SOURCE DOCUMENT –
▬▬▬
[Linux-cluster] Problem in clvmd/dlm_recoverd

Wed Nov 19 04:30:33 UTC 2008

On 19/11/2008, at 2:06 AM, David Teigland wrote:

> On Tue, Nov 18, 2008 at 05:14:38PM +1030, Tom Lanyon wrote:
>> We seem to be having the same problem on a 5 node virtual cluster
>> where 3 of the nodes share a GFS mount.
>>
>> A backup script runs on one node which does some heavy reads + writes
>> to this mount at which point all three nodes jump to 100% cpu (90%
>> iowait on the machine that is doing the backup, 100% system on the
>> other two) and all LVM VGs, LVs and GFS mounts lock up.
>
> Which process was using 100% cpu?  If it was groupd, fenced,  
> dlm_controld
> or gfs_controld, then yes it may be the same problem.
>
>> Is there anything that could be tuned here to avoid this issue  
>> until a
>> bug fix is released?
>
> I don't think there's any way to avoid the bug in the bz I referenced.
>
> Dave

We haven't been able to catch it quick enough to determine which  
process is using all CPU.

The other option is that we're just seeing a huge amount of glocks  
created on the node running backups and all others (webservers) are  
just hanging whilst trying to access files. I've just done some fairly  
aggressive tuning of the GFS mounts on all nodes; hopefully this fixes  
it!

Regards,
Tom
▬▬▬
EXTRACTED RECORDS –
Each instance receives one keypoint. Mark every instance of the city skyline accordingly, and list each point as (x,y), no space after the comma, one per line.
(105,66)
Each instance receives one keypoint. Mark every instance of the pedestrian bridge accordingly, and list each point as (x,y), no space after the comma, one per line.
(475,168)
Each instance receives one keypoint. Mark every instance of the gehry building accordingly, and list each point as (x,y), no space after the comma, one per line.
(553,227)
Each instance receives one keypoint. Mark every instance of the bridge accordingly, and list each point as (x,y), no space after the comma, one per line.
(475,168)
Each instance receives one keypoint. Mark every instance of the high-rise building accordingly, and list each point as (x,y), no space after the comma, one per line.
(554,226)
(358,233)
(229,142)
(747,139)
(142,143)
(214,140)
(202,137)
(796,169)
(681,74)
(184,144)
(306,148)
▬▬▬
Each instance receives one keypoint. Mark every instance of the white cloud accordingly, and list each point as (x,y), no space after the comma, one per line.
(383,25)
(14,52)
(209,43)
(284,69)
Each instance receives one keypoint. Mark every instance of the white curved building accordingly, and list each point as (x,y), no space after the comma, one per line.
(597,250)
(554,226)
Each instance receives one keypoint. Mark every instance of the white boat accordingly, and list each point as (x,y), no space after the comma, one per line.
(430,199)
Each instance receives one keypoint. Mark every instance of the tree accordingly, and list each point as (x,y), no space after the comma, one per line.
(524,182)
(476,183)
▬▬▬
INSTRUCTIONS –
A. Duplicate a stretch of the clvmd/dlm_recoverd thread word for word. Begin at the words "On 19/11/2008, at" and stop after "the same problem.".
B. Pick out every line of the listing that contains the string "white". Case counts.

OUTPUTS BY TASK –
A.
On 19/11/2008, at 2:06 AM, David Teigland wrote:

> On Tue, Nov 18, 2008 at 05:14:38PM +1030, Tom Lanyon wrote:
>> We seem to be having the same problem on a 5 node virtual cluster
>> where 3 of the nodes share a GFS mount.
>>
>> A backup script runs on one node which does some heavy reads + writes
>> to this mount at which point all three nodes jump to 100% cpu (90%
>> iowait on the machine that is doing the backup, 100% system on the
>> other two) and all LVM VGs, LVs and GFS mounts lock up.
>
> Which process was using 100% cpu?  If it was groupd, fenced,  
> dlm_controld
> or gfs_controld, then yes it may be the same problem.

B.
Each instance receives one keypoint. Mark every instance of the white cloud accordingly, and list each point as (x,y), no space after the comma, one per line.
Each instance receives one keypoint. Mark every instance of the white curved building accordingly, and list each point as (x,y), no space after the comma, one per line.
Each instance receives one keypoint. Mark every instance of the white boat accordingly, and list each point as (x,y), no space after the comma, one per line.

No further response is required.